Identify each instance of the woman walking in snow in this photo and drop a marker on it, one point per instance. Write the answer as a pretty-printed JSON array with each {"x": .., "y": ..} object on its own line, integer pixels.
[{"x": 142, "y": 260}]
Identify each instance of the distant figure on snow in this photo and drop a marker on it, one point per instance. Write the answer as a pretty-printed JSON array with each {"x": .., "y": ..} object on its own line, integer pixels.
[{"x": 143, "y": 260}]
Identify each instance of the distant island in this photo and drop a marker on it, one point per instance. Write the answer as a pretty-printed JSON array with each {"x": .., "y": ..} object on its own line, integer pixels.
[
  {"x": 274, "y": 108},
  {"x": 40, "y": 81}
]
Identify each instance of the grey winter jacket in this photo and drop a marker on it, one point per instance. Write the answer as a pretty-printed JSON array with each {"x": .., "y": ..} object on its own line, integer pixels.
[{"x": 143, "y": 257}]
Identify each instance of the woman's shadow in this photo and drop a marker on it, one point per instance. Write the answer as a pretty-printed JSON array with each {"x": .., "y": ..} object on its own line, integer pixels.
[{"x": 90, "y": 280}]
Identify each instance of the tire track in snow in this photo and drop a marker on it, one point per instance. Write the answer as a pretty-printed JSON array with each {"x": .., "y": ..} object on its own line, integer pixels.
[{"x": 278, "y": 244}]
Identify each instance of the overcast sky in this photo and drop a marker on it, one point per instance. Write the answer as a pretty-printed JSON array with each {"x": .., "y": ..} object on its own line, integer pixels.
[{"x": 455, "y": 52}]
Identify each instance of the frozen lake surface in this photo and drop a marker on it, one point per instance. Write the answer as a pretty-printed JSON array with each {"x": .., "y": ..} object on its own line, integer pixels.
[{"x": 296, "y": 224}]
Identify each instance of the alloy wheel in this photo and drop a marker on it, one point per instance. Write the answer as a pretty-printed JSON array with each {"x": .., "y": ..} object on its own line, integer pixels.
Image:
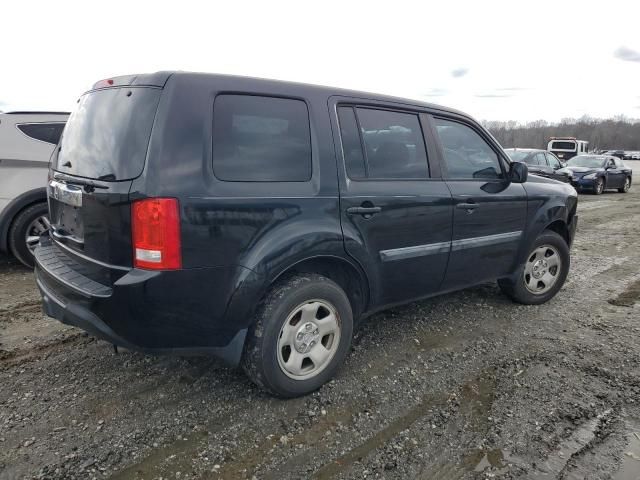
[
  {"x": 309, "y": 339},
  {"x": 542, "y": 269}
]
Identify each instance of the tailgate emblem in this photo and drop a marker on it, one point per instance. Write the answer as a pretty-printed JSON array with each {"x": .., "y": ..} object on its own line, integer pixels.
[{"x": 69, "y": 194}]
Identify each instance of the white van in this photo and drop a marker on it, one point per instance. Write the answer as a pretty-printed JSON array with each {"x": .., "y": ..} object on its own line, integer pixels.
[
  {"x": 27, "y": 140},
  {"x": 567, "y": 147}
]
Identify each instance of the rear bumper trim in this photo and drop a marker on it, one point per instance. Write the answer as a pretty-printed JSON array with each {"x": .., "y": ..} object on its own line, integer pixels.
[
  {"x": 62, "y": 267},
  {"x": 77, "y": 315}
]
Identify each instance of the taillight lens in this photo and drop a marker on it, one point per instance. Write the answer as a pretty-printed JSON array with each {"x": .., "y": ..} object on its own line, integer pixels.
[{"x": 155, "y": 227}]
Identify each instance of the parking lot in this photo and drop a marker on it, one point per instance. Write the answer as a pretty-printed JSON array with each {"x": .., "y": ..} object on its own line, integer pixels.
[{"x": 467, "y": 385}]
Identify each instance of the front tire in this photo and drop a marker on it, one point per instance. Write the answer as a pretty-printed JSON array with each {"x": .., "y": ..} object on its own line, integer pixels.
[
  {"x": 300, "y": 337},
  {"x": 542, "y": 274},
  {"x": 25, "y": 232},
  {"x": 627, "y": 185}
]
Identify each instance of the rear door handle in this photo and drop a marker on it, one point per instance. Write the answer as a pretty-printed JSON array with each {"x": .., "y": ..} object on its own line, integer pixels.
[
  {"x": 363, "y": 210},
  {"x": 467, "y": 206}
]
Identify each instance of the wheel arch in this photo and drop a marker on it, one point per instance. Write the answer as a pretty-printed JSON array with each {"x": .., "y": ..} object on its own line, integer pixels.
[
  {"x": 345, "y": 273},
  {"x": 14, "y": 207}
]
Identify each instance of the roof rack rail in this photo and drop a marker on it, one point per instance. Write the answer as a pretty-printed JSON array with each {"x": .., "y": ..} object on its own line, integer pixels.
[{"x": 34, "y": 112}]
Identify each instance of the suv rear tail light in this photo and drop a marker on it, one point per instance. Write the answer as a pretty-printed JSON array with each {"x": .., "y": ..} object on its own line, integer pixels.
[{"x": 155, "y": 227}]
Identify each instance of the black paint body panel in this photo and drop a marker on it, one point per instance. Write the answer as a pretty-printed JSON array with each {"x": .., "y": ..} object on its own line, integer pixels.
[{"x": 240, "y": 237}]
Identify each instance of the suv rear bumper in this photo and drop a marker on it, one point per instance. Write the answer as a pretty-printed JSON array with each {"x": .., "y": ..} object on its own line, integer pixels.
[
  {"x": 573, "y": 226},
  {"x": 140, "y": 310}
]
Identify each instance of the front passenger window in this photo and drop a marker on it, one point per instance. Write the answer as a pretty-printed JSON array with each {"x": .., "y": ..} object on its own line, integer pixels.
[{"x": 466, "y": 154}]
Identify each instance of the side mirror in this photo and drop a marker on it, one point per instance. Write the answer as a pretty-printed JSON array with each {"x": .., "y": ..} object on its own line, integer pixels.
[{"x": 519, "y": 172}]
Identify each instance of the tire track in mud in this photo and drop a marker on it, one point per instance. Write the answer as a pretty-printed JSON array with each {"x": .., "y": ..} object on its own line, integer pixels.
[{"x": 13, "y": 358}]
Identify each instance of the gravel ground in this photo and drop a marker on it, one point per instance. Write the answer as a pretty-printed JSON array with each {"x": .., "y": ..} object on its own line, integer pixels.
[{"x": 466, "y": 385}]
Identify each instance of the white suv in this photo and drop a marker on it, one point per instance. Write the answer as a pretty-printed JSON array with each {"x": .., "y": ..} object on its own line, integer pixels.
[{"x": 27, "y": 140}]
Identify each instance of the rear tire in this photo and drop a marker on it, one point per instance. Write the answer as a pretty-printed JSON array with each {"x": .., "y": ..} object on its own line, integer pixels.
[
  {"x": 627, "y": 185},
  {"x": 301, "y": 335},
  {"x": 543, "y": 272},
  {"x": 27, "y": 226},
  {"x": 598, "y": 186}
]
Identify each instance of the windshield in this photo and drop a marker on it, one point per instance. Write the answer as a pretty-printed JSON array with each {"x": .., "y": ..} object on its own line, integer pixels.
[
  {"x": 107, "y": 136},
  {"x": 566, "y": 145},
  {"x": 586, "y": 161}
]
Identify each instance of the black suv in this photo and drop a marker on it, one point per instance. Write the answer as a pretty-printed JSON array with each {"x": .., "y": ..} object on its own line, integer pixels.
[{"x": 257, "y": 220}]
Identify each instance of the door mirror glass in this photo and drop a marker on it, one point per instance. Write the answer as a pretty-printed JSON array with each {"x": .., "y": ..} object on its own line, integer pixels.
[{"x": 519, "y": 172}]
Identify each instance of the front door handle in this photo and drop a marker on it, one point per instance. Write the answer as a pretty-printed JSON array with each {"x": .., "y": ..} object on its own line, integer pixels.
[
  {"x": 363, "y": 210},
  {"x": 467, "y": 206},
  {"x": 366, "y": 211}
]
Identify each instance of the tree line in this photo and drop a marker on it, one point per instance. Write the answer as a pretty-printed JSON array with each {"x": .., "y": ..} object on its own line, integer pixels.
[{"x": 618, "y": 133}]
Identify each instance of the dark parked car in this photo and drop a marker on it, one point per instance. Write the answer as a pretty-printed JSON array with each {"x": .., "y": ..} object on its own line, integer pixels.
[
  {"x": 597, "y": 173},
  {"x": 541, "y": 162},
  {"x": 257, "y": 220},
  {"x": 620, "y": 154}
]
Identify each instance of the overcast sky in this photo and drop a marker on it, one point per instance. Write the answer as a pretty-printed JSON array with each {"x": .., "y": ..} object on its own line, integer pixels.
[{"x": 495, "y": 60}]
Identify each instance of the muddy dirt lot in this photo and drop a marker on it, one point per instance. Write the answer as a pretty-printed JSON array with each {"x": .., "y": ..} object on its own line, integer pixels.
[{"x": 468, "y": 385}]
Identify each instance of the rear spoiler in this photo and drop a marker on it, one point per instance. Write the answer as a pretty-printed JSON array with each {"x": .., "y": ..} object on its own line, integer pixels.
[{"x": 158, "y": 79}]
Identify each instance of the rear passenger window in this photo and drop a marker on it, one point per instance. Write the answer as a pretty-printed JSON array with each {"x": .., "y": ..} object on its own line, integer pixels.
[
  {"x": 45, "y": 132},
  {"x": 393, "y": 144},
  {"x": 261, "y": 139},
  {"x": 466, "y": 154}
]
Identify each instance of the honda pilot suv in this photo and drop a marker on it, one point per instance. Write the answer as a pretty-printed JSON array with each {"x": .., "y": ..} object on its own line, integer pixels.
[{"x": 258, "y": 220}]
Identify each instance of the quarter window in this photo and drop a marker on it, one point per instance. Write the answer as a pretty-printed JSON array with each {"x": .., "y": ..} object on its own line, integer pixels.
[
  {"x": 45, "y": 132},
  {"x": 393, "y": 144},
  {"x": 351, "y": 146},
  {"x": 466, "y": 154},
  {"x": 261, "y": 139},
  {"x": 553, "y": 161}
]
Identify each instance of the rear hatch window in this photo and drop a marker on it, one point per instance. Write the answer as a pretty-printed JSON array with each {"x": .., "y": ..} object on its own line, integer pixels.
[{"x": 106, "y": 138}]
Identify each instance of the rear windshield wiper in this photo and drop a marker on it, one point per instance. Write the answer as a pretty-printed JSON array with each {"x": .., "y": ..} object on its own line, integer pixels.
[{"x": 88, "y": 184}]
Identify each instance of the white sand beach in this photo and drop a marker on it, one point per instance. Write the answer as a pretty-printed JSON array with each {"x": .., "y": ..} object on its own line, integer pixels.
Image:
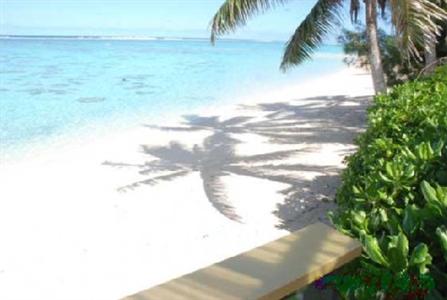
[{"x": 109, "y": 217}]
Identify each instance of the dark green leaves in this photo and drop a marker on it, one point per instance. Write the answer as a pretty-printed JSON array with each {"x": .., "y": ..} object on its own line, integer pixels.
[
  {"x": 394, "y": 193},
  {"x": 310, "y": 33}
]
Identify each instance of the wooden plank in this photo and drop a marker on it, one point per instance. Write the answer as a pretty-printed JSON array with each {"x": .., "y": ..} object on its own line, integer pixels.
[{"x": 271, "y": 271}]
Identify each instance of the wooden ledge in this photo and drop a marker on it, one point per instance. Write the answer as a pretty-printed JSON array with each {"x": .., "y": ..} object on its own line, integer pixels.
[{"x": 271, "y": 271}]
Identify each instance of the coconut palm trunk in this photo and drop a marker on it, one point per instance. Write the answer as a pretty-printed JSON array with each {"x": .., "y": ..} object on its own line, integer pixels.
[
  {"x": 430, "y": 54},
  {"x": 375, "y": 60}
]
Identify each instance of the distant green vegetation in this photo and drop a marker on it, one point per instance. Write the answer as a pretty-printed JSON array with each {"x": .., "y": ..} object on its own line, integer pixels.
[
  {"x": 397, "y": 68},
  {"x": 394, "y": 194}
]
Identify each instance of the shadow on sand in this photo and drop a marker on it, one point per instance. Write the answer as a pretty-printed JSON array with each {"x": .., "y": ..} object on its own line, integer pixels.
[{"x": 303, "y": 126}]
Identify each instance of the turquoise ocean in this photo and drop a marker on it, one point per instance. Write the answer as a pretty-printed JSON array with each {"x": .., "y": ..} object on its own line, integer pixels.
[{"x": 54, "y": 88}]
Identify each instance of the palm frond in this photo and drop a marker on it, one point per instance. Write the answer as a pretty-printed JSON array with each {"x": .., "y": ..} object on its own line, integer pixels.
[
  {"x": 235, "y": 13},
  {"x": 310, "y": 33},
  {"x": 416, "y": 21}
]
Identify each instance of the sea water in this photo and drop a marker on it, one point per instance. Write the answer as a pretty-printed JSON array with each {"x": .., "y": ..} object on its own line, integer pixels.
[{"x": 52, "y": 88}]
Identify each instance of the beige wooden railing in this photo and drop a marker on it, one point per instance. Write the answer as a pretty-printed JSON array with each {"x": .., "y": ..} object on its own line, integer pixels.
[{"x": 271, "y": 271}]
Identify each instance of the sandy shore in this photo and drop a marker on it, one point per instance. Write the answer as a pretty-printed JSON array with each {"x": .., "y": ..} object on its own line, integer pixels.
[{"x": 113, "y": 216}]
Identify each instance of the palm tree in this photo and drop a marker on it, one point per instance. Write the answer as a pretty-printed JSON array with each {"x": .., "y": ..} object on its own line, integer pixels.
[{"x": 413, "y": 21}]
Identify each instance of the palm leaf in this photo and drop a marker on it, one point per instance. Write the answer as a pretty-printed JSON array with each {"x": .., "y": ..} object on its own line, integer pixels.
[
  {"x": 310, "y": 33},
  {"x": 235, "y": 13},
  {"x": 415, "y": 21}
]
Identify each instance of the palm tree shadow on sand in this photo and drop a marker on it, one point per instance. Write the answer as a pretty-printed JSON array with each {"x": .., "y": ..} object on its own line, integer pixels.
[{"x": 319, "y": 120}]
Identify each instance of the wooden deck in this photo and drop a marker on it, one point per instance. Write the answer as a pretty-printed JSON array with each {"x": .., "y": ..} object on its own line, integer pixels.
[{"x": 271, "y": 271}]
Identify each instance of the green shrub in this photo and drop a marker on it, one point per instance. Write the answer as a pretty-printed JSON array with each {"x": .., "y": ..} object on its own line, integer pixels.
[{"x": 393, "y": 197}]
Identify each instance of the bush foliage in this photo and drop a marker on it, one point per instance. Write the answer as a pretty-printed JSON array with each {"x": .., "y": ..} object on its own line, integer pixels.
[{"x": 394, "y": 194}]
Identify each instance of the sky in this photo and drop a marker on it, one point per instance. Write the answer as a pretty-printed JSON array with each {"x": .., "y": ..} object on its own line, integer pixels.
[{"x": 172, "y": 18}]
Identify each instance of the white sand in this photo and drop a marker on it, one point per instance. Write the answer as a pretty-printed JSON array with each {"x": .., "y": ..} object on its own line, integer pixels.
[{"x": 108, "y": 218}]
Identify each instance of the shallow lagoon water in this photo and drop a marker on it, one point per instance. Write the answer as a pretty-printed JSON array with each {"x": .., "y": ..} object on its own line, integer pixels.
[{"x": 54, "y": 88}]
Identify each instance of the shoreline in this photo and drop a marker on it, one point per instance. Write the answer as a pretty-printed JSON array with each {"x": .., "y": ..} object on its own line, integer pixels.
[
  {"x": 35, "y": 151},
  {"x": 133, "y": 209}
]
##############################
EXERCISE AIM.
Only the lines from the one containing "Identify each instance of the shoreline" through the last line of the records are to be set down, exactly as they appear.

OUTPUT OF THE EXERCISE.
Identify each instance of the shoreline in this photo and drop a marker on it, one point per instance. Write the answer as a pretty-printed JSON array with each {"x": .., "y": ..} object on its own line, integer pixels.
[
  {"x": 35, "y": 151},
  {"x": 133, "y": 209}
]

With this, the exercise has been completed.